PASSAGE PROVIDED >>
Any objections here?

[oscarbenjamin]

I need to think about this a bit but it seems good. It also extends the capability of factor:

In [1]: factor(4**x - 1) # master
Out[1]: 
 x    
4  - 1

In [3]: factor(4**x - 1) # PR
Out[3]: 
⎛ x    ⎞ ⎛ x    ⎞
⎝2  - 1⎠⋅⎝2  + 1⎠

This I'm less sure about:

In [3]: factor(4**x + 1)
Out[3]: 
 2⋅x    
2    + 1

Maybe that's okay since factor generally puts expressions into a particular canonical form (e.g. expands all powers etc).

Presumably other polynomial functions like gcd, cancel, quo etc are affected:

In [1]: gcd(2**x - 1, 4**x - 1) # master
Out[1]: 1

In [12]: gcd(2**x - 1, 4**x - 1) # PR
Out[12]: 
 x    
2  - 1

[smichr]

I think this is the "sweet spot" to put this handling. It's a very targeted transformation and, as you note, any routine that uses this to put expressions in a generator-canonical form will benefit. Please commit when ready.

[oscarbenjamin]

I think there should be more exploration of how this changes things and more tests for the different functions that would be affected.

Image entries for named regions
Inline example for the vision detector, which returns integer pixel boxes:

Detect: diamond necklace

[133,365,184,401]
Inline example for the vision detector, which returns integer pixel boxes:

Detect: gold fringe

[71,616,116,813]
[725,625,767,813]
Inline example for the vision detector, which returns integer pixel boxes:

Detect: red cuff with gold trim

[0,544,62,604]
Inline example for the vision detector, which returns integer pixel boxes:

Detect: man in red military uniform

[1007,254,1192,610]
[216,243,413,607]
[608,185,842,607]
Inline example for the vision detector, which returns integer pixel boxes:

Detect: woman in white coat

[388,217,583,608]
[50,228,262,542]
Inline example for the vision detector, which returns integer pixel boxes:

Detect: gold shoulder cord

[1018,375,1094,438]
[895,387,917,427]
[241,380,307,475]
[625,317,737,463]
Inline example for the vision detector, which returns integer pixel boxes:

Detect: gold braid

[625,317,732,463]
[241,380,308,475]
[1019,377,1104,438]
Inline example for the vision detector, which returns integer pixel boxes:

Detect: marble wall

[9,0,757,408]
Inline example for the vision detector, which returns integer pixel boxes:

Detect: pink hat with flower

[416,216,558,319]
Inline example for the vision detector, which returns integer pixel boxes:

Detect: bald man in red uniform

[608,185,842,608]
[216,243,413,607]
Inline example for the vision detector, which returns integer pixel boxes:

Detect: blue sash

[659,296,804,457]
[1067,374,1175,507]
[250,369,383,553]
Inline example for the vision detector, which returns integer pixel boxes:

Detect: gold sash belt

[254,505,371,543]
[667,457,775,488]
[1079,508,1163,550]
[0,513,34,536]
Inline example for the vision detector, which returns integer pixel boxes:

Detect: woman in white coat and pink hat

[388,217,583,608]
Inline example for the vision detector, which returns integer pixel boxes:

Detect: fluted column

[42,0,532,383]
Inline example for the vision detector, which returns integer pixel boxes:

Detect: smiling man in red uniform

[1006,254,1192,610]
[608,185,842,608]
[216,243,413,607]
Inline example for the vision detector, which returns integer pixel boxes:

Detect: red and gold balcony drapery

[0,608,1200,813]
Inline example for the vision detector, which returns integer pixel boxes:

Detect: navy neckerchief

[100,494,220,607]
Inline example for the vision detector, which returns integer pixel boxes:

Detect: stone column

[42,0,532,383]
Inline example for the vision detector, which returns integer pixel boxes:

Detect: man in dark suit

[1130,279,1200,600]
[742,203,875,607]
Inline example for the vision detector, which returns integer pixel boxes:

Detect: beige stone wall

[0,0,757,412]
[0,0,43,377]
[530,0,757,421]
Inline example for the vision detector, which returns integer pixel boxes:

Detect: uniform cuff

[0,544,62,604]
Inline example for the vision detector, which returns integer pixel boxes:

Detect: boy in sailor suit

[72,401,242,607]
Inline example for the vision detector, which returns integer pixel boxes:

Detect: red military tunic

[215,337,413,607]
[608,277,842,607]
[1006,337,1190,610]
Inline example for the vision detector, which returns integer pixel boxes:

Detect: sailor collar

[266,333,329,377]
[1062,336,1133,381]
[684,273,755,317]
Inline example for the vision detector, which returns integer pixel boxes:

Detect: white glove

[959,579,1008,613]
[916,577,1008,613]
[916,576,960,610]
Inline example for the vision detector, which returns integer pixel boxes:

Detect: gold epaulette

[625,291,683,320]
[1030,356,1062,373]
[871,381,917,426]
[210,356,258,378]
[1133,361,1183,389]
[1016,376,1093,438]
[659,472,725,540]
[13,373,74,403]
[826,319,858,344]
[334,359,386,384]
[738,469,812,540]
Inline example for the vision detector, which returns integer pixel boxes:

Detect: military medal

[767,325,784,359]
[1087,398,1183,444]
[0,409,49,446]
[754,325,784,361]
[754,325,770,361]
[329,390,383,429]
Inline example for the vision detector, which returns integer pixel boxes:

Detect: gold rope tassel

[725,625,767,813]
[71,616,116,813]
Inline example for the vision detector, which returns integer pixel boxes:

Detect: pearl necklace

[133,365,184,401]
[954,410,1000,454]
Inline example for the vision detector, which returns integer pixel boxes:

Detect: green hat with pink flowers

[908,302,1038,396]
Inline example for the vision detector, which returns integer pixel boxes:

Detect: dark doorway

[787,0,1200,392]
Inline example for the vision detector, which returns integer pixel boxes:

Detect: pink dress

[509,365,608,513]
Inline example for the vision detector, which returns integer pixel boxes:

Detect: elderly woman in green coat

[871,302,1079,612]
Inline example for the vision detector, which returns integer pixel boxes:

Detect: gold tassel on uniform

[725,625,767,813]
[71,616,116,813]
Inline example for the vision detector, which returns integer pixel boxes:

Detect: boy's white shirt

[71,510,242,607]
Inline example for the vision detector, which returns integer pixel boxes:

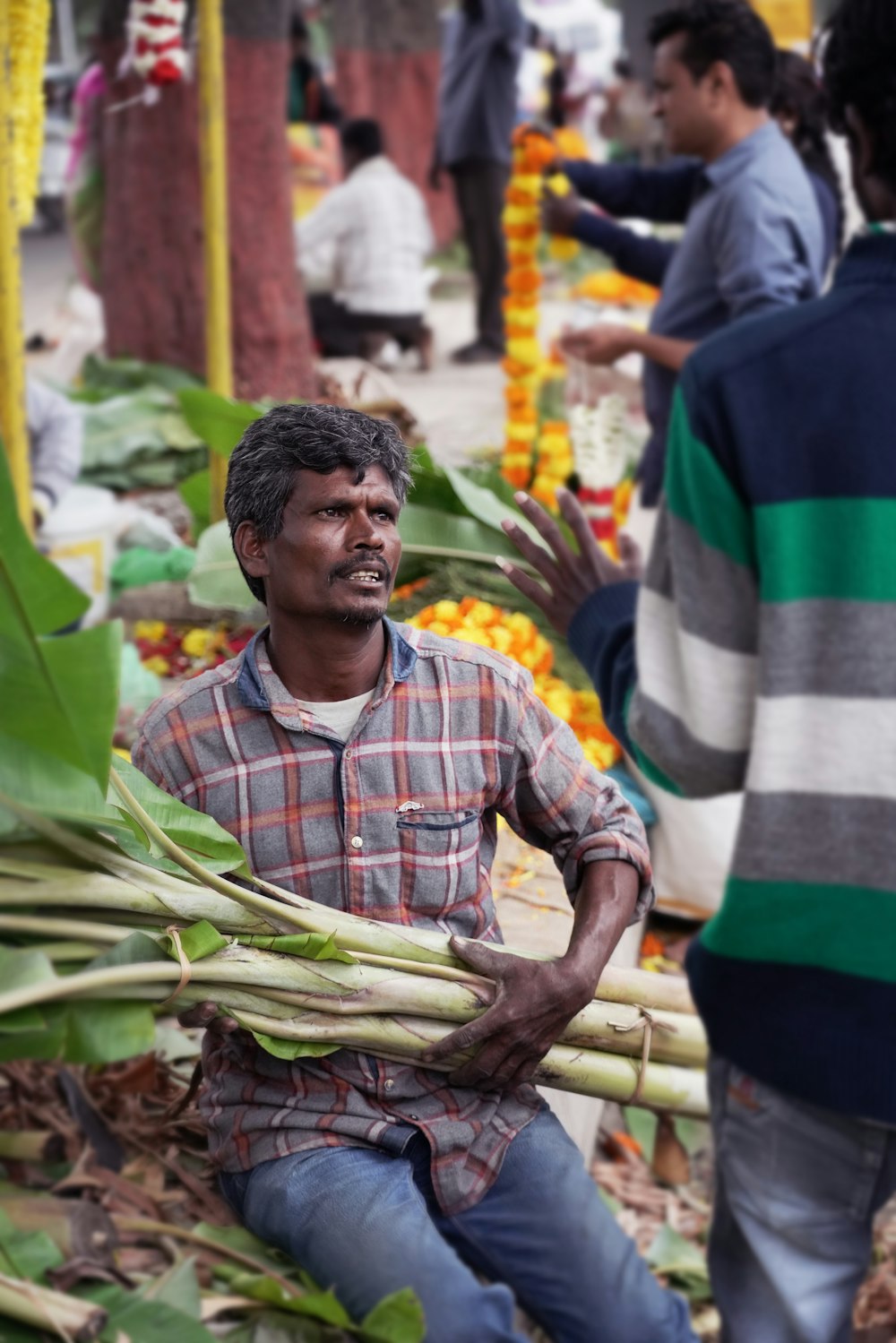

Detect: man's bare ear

[845,103,877,177]
[702,60,740,99]
[234,522,270,579]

TASKS TO COMPLETE >>
A - In the factoring discussion, what does gcd(2**x - 1, 4**x - 1) return on master?
B - Reproduce the entries without any change, from their very first line down through the line that contains "[9,0,757,408]", including both ends.

ANSWERS BY TASK >>
A - It returns 1.

B -
Inline example for the vision detector, which returns integer pixel boxes:

Detect: diamond necklace

[133,365,184,401]
Inline example for the vision detector, which returns integer pixel boxes:

Detect: gold fringe

[71,616,116,813]
[725,625,767,813]
Inline example for the vision detector, which returns integer pixel boxes:

Detect: red cuff with gold trim

[0,544,62,604]
Inline example for the vision detector, which returns integer pixel boxes:

Detect: man in red military uniform

[1007,254,1192,610]
[216,243,413,607]
[608,185,842,607]
Inline example for the vision detector, which returns integer pixel boxes:

Detect: woman in white coat

[388,217,583,608]
[50,228,262,542]
Inline example for the vision detector, which returns integer pixel boxes:

Detect: gold shoulder cord

[1018,375,1094,438]
[895,387,917,427]
[241,380,307,475]
[625,317,737,463]
Inline example for the vision detector, which returns integer pixel boxes:

Detect: gold braid

[625,317,732,463]
[241,380,308,475]
[1019,377,1104,438]
Inline example for the vision detector, which returns integer pixel boxes:

Detect: marble wall

[9,0,757,408]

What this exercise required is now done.